Of all the lines below, output only those starting at the one with "like (44, 1)." and ending at the one with "like (40, 29).", both ends included, exactly as written.

☆ ☆ ☆ ☆ ☆ ☆ ☆

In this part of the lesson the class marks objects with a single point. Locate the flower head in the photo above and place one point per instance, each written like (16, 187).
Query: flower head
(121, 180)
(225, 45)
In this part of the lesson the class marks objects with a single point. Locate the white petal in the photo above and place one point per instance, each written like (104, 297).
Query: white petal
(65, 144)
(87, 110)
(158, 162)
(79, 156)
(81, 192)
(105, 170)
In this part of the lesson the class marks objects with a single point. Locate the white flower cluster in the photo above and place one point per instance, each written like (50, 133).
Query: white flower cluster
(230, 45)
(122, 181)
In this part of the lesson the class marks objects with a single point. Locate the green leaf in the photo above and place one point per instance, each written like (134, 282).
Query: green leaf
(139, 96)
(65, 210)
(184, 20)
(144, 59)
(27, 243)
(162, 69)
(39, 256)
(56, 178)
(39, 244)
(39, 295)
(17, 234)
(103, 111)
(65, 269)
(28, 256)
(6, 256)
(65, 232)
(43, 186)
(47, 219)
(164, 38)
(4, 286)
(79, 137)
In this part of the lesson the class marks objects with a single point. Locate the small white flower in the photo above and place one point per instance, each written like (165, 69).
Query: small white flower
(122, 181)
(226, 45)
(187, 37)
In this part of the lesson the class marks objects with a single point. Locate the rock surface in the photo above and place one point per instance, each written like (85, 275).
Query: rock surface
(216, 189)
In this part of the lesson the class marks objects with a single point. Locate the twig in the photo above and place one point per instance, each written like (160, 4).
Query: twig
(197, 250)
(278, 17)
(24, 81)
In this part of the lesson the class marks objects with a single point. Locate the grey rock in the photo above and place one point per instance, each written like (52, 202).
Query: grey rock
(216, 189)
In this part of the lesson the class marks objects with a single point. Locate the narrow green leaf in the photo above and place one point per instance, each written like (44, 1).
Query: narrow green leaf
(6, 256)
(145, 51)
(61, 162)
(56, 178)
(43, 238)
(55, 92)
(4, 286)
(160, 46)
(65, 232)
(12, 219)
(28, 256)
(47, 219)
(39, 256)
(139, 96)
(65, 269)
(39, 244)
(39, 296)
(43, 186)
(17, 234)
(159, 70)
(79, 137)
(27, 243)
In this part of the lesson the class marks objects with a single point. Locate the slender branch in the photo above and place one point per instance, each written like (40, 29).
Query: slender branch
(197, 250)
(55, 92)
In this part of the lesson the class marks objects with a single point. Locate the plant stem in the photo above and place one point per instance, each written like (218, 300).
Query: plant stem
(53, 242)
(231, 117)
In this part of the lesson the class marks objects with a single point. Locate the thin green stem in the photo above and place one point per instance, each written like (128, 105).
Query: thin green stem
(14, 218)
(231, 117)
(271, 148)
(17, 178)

☆ ☆ ☆ ☆ ☆ ☆ ☆

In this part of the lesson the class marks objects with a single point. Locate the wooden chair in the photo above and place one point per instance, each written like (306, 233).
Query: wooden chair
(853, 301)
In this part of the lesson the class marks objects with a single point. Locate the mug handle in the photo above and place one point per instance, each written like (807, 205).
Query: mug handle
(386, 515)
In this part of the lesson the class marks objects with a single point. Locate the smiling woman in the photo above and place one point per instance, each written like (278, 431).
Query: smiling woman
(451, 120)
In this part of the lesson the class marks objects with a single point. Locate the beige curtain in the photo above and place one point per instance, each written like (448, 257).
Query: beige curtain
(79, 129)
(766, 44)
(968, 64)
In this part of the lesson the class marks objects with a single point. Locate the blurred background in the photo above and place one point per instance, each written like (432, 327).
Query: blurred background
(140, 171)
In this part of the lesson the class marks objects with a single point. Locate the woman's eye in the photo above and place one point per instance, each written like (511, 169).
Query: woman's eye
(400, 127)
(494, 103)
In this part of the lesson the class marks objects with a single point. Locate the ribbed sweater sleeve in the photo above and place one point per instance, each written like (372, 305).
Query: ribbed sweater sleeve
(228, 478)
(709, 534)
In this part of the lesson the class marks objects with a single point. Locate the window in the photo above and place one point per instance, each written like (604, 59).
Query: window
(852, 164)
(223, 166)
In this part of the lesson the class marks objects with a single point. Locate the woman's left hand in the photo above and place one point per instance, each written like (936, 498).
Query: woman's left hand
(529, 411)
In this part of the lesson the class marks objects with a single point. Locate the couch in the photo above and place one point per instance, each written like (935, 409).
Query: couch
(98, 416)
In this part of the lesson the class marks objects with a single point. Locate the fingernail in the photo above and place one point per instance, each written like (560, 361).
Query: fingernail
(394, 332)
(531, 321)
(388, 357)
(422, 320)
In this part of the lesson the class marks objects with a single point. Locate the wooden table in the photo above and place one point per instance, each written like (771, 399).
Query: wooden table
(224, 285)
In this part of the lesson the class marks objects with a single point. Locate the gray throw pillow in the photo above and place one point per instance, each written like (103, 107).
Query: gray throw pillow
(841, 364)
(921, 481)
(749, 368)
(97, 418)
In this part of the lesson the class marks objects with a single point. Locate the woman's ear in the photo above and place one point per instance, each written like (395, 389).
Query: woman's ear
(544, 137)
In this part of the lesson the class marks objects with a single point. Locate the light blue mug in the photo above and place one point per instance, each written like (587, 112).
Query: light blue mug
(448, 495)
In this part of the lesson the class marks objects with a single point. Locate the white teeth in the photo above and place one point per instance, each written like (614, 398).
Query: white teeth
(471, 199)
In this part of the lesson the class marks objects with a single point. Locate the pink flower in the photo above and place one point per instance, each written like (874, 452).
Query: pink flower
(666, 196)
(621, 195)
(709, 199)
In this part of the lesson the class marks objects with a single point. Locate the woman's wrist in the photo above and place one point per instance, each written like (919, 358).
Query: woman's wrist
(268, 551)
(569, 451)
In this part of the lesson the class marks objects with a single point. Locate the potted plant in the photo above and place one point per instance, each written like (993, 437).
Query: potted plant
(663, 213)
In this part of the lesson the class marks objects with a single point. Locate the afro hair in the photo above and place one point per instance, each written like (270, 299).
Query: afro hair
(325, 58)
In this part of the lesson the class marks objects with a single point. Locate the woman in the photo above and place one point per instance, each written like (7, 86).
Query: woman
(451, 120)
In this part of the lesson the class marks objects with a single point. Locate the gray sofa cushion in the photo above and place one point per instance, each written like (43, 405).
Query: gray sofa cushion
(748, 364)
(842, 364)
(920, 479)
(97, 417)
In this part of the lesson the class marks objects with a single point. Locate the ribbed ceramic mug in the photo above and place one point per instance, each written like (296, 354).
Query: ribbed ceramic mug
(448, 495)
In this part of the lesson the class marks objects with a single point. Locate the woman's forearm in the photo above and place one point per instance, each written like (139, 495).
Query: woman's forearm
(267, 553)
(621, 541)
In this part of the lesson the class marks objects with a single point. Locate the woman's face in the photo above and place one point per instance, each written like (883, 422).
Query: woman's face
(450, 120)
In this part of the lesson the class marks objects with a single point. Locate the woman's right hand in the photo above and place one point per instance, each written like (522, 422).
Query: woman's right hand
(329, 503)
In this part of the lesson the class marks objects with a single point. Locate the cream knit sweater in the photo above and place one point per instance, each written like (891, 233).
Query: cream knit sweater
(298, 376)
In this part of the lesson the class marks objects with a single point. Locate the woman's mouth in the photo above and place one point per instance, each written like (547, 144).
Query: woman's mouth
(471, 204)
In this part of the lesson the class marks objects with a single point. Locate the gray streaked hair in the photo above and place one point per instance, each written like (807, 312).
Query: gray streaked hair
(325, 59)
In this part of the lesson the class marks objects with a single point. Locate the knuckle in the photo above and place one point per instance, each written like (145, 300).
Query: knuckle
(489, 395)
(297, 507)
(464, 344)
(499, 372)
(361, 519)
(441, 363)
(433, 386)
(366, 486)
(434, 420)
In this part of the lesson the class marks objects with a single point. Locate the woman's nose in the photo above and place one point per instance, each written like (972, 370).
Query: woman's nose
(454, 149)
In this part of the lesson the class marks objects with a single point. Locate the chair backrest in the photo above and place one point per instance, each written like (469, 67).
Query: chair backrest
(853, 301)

☆ ☆ ☆ ☆ ☆ ☆ ☆

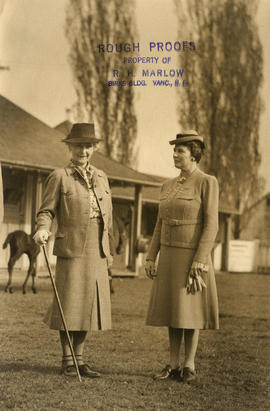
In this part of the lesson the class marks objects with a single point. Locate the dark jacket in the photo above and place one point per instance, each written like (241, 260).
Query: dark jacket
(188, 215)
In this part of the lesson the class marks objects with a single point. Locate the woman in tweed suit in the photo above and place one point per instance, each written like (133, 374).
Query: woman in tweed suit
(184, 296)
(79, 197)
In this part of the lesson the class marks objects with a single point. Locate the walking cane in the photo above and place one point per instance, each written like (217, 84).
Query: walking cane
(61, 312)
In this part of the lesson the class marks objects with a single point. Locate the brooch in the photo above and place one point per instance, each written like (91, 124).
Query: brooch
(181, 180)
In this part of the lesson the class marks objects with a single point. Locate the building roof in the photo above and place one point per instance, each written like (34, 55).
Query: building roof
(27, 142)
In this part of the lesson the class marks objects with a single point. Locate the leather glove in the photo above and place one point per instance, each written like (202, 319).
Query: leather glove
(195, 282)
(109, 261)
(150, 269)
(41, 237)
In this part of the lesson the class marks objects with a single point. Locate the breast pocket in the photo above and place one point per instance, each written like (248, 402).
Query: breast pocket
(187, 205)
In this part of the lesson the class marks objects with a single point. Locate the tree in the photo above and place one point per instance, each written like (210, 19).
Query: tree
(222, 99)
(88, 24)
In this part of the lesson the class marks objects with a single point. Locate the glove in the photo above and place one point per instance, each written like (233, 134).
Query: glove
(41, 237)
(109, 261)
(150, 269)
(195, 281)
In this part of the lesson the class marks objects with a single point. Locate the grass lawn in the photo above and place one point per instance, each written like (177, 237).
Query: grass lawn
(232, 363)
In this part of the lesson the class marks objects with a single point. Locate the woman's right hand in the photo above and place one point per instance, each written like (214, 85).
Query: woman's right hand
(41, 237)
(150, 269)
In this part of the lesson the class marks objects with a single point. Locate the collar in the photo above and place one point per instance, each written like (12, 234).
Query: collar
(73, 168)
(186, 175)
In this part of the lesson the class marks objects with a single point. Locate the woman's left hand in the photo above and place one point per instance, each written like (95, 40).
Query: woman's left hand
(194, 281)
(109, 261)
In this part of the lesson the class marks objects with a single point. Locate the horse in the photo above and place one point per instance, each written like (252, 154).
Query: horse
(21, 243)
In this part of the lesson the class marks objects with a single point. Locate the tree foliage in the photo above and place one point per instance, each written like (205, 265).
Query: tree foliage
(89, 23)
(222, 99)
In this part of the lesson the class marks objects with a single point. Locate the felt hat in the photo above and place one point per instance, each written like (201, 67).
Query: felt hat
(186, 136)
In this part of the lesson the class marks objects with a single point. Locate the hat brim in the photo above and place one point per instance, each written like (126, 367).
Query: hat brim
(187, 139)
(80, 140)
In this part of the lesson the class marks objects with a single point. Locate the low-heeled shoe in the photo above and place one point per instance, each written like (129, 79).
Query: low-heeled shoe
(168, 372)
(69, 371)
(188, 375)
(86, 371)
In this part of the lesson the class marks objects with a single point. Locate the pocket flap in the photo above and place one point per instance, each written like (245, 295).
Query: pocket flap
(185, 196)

☆ ☆ ☆ ☆ ☆ ☆ ☆

- [FINISHED TASK]
In this part of the lesson the class marks objects with a single point. Locate the narrow green leaf in the photo above and place one point per instance, each written like (44, 1).
Query: narrow green leaf
(6, 256)
(145, 51)
(61, 162)
(56, 178)
(43, 238)
(55, 92)
(4, 286)
(160, 46)
(65, 232)
(12, 219)
(28, 256)
(47, 219)
(39, 256)
(139, 96)
(65, 269)
(39, 244)
(39, 296)
(43, 186)
(17, 234)
(159, 70)
(79, 137)
(27, 243)
In this part of the lesson the class marks objects with a single point. Locate the slender branch in the photo above and place one point per instance, each written like (40, 29).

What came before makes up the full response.